LESETEXT.
>>>>
Michael Schneider, Leben – Werk – Rezeption

Gedanken von Michael Schneider zu seinem Buch

Als ich im November 1990 auf dem Rückweg von einem Interview mit dem Komponisten Robert Blum einer inneren Stimme folgte und unvorhergesehen im “Sonnenberg” kurz Station machte, ahnte ich nicht, dass dies meine letzte Begegnung mit Peter Mieg sein sollte. Ich erschrak über sein gezeichnetes, aschfahles Gesicht und war beunruhigt, als er in den darauffolgenden Wochen nicht mehr ans Telefon kommen und über künstlerische Neuigkeiten plaudern mochte. An einem stillen Sonntagmorgen dann, Anfang Dezember, nur wenige Tage vor seinem Tod, telefonierte mir Peter Mieg wie aus heiterem Himmel. Es kostete ihn offensichtlich Überwindung, dieses – wie mir schien – endlose Gespräch zu beenden. Immer wieder schwenkte er auf immer neue Gesprächsthemen über. Es war ein Abschiednehmen, das zwischen uns unausgesprochen blieb, Peter Mieg aber insgeheim bewusst gewesen sein muss.

 

Zehn Jahre vorher hatte ich Peter Mieg einen ersten Brief zu seiner Musik geschrieben. Seine Antwort traf ein, kaum waren meine Zeilen im Briefkasten verschwunden – und so nahm ich, überrascht von dieser Spontaneität und Herzlichkeit, wenig später erstmals den steilen Anstieg zu seinem verwunschenen kleinen Universum an der Schlossgasse unter die Füsse. Eingetaucht in den geheimnisvollen Charme des “Sonnenbergs” sass ich im grünen Zimmer dem berühmten Peter Mieg gegenüber, bevor er mir am alten Küchentisch in entwaffnender Ungezwungenheit das obligate Konfi-Brot zum Zvieri offerierte.
<<<<
AUFGABEN.
1 - Schreiben Sie den Abschnitt im Text über Peter Mieg, der mit den Worten „Als ich im November“ beginnt und mit „gewesen sein muss.“ endet, neu und setzen Sie dabei „Montagmorgen“ an die Stelle von „Sonntagmorgen“.
2 - Führen Sie den Text über Peter Mieg im Anschluss an seinen letzten Satz weiter.

VERZEICHNIS.
>>>>
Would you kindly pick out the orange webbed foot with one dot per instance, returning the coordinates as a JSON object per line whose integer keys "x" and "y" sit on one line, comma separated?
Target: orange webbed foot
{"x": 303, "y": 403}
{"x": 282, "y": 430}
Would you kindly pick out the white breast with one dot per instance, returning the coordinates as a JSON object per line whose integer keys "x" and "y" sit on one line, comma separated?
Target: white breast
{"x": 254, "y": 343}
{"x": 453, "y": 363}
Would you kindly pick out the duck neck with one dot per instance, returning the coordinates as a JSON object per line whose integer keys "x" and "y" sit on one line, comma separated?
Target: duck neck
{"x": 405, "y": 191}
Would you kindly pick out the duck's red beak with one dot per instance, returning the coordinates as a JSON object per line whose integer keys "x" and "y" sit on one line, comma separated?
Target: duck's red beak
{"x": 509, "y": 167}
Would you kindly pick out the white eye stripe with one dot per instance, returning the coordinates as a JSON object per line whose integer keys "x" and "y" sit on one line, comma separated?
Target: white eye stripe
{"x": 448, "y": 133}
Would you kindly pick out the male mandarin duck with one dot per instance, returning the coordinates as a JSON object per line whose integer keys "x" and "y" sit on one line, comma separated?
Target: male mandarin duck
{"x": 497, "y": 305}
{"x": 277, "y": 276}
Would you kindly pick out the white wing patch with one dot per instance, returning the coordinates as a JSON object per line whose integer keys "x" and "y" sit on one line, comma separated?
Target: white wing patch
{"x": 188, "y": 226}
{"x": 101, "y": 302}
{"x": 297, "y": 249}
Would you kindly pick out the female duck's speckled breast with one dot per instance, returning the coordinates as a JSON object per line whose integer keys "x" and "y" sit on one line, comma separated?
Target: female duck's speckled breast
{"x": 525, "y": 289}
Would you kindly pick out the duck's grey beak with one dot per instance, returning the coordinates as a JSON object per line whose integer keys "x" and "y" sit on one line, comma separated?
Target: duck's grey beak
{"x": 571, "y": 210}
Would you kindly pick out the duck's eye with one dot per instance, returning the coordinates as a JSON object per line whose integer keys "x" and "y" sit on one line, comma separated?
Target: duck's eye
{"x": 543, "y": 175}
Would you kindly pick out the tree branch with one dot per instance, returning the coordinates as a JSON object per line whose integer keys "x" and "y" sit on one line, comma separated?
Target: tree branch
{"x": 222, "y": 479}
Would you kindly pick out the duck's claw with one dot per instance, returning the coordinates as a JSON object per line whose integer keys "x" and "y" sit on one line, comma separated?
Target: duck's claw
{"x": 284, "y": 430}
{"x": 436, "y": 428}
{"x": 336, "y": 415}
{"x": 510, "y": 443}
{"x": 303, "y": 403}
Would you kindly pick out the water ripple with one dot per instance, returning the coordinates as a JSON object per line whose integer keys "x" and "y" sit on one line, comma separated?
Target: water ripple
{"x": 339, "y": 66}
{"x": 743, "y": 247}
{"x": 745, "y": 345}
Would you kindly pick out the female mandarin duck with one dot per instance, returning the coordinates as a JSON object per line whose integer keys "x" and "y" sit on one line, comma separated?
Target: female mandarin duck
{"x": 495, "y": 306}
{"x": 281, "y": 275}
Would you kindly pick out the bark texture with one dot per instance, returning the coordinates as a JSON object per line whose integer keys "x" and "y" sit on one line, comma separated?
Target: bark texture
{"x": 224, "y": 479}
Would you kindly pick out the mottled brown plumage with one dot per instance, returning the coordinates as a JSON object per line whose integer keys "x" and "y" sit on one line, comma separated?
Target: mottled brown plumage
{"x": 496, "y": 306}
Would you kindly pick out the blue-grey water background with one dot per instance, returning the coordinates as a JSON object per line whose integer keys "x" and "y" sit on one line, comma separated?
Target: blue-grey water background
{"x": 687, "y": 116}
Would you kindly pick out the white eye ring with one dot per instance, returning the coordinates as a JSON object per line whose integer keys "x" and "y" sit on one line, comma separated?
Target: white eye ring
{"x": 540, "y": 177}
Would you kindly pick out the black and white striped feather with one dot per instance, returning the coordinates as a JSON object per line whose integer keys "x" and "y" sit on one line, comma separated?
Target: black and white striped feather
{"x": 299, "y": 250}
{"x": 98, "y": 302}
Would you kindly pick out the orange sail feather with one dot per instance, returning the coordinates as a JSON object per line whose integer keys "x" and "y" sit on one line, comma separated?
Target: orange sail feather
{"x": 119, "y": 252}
<<<<
>>>>
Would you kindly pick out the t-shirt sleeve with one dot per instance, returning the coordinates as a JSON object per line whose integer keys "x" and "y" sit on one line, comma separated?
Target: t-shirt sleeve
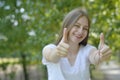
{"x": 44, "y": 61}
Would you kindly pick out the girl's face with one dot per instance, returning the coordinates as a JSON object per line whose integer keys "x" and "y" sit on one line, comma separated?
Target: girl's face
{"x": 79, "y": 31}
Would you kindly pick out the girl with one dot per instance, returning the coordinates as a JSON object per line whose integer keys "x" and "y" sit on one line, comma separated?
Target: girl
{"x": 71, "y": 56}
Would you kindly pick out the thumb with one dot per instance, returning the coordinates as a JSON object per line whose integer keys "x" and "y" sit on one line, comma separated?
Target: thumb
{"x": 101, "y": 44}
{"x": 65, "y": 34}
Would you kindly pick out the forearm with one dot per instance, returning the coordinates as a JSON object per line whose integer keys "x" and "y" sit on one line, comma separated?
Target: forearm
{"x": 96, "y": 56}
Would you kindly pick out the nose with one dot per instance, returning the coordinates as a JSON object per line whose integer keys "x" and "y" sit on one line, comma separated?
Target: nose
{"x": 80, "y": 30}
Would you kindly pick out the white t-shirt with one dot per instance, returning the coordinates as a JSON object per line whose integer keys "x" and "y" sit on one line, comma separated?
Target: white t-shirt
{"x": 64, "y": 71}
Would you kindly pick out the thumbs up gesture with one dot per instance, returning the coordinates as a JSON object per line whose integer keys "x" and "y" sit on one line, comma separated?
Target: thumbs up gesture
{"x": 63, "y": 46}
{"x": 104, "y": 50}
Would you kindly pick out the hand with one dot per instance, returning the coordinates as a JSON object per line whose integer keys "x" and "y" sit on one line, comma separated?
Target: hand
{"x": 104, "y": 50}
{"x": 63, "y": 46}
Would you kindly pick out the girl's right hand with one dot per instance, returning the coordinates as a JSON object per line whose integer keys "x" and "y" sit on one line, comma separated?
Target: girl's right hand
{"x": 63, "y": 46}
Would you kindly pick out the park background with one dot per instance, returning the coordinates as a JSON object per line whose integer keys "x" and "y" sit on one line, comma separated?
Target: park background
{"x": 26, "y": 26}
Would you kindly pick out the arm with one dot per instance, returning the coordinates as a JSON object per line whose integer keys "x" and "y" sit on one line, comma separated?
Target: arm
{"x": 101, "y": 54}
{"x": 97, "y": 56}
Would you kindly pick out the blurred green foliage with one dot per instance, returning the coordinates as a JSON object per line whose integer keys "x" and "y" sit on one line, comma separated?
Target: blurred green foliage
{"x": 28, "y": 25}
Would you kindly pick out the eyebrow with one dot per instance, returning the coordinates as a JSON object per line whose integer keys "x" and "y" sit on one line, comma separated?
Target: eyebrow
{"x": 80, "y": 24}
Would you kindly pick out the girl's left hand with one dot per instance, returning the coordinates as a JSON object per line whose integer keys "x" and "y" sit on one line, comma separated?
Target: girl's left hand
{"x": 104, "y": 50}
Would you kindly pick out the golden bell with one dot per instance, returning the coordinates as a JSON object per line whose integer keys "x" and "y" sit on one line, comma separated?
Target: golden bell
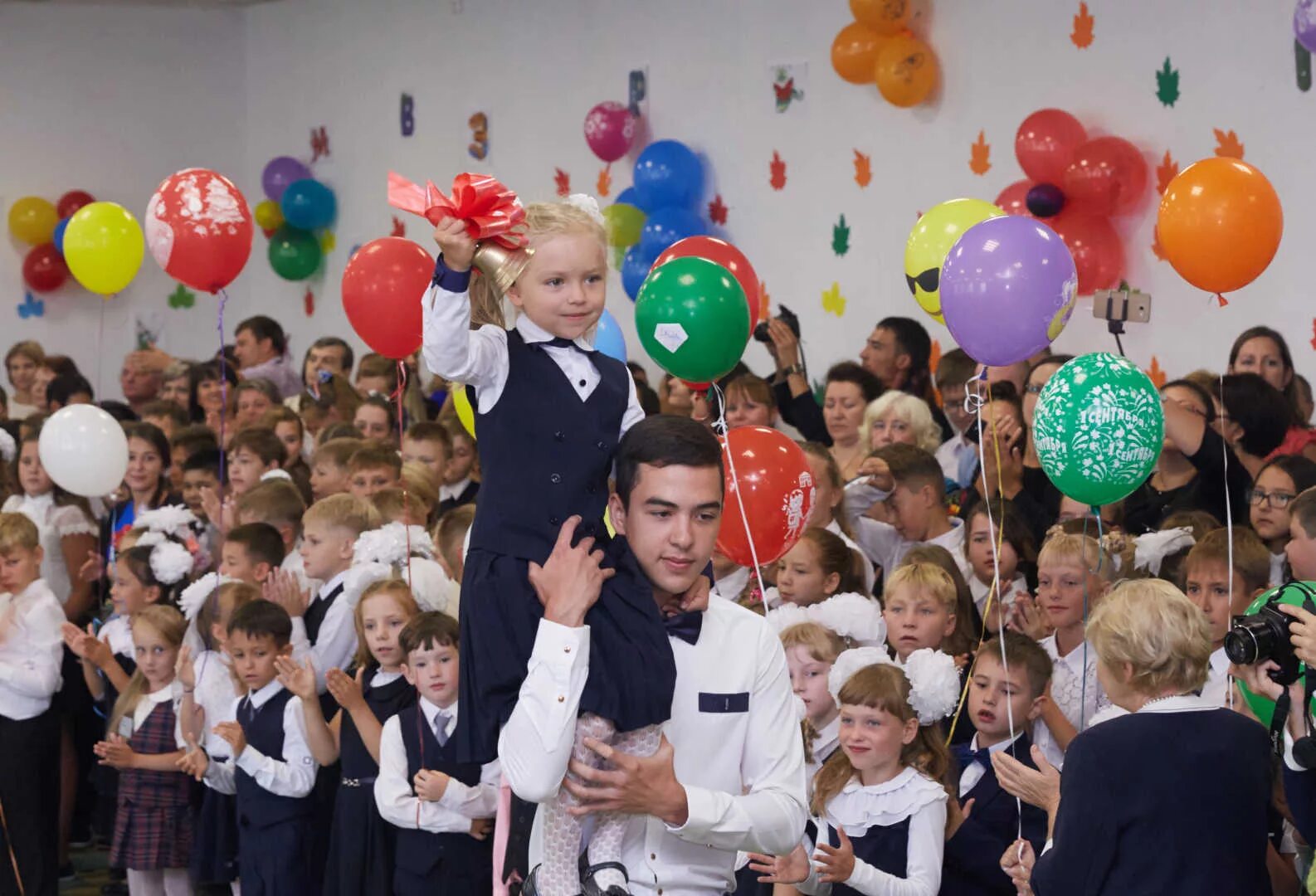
<<<<
>>>>
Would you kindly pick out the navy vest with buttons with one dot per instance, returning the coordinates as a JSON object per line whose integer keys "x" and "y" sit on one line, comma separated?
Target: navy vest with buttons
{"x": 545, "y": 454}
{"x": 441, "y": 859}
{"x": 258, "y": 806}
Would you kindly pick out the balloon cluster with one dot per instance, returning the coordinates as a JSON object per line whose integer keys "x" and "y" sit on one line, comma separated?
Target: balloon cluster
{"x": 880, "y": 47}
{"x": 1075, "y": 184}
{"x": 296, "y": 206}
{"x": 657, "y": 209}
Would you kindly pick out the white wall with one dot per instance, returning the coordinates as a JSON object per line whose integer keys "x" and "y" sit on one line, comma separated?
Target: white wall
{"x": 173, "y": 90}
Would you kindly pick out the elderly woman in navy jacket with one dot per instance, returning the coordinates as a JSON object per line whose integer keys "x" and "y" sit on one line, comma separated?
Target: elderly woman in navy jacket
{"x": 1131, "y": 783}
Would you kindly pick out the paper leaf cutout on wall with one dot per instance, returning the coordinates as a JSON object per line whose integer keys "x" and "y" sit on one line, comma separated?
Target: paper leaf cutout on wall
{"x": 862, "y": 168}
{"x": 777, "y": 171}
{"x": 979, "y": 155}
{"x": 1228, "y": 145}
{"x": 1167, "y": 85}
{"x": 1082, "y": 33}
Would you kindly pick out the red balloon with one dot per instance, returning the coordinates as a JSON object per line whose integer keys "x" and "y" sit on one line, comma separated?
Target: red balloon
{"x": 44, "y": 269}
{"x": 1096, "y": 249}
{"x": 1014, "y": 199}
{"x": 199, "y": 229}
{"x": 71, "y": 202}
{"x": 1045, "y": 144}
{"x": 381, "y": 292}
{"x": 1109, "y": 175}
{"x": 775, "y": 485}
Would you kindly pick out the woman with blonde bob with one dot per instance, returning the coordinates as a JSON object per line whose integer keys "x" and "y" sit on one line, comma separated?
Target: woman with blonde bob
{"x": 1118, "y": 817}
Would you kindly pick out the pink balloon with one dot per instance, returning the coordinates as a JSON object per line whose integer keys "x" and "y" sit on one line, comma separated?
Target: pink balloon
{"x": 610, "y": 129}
<<<<
ERWARTETE LÖSUNGEN.
1 -
Als ich im November 1990 auf dem Rückweg von einem Interview mit dem Komponisten Robert Blum einer inneren Stimme folgte und unvorhergesehen im “Sonnenberg” kurz Station machte, ahnte ich nicht, dass dies meine letzte Begegnung mit Peter Mieg sein sollte. Ich erschrak über sein gezeichnetes, aschfahles Gesicht und war beunruhigt, als er in den darauffolgenden Wochen nicht mehr ans Telefon kommen und über künstlerische Neuigkeiten plaudern mochte. An einem stillen Montagmorgen dann, Anfang Dezember, nur wenige Tage vor seinem Tod, telefonierte mir Peter Mieg wie aus heiterem Himmel. Es kostete ihn offensichtlich Überwindung, dieses – wie mir schien – endlose Gespräch zu beenden. Immer wieder schwenkte er auf immer neue Gesprächsthemen über. Es war ein Abschiednehmen, das zwischen uns unausgesprochen blieb, Peter Mieg aber insgeheim bewusst gewesen sein muss.

2 -
Zwischen Bekanntwerden und Abschiednehmen lagen Jahre, in denen ich Peter Mieg bei Konzerten und an Vernissagen sah, in denen sich seine Korrespondenz bei mir stapelte und ich ihm immer wieder über die Schultern blicken durfte, während er mir auf seinem Pleyel aus neuen Skizzen vorspielte. Was sich Peter Mieg einst für ein neues Stück wünschte – “es müsste in erster Linie verzaubern!” – ist in meiner Erinnerung mit einem Malausflug an den elsässischen Rhein-Rhône-Kanal verknüpft. Während Peter Mieg, mit Mantel und Wolldecke der Oktoberkälte trotzend, Aquarellfarben aufs Papier brachte, brachen schimmernde Sonnenstrahlen durch die morgendlichen Dunstschleier. Und so sass Peter Mieg inmitten einer verzauberten Kulisse, in der sich die nebeldampfende graue Watteschicht auf Wasseroberfläche, Bäumen und Sträuchern langsam mit Licht vollsog.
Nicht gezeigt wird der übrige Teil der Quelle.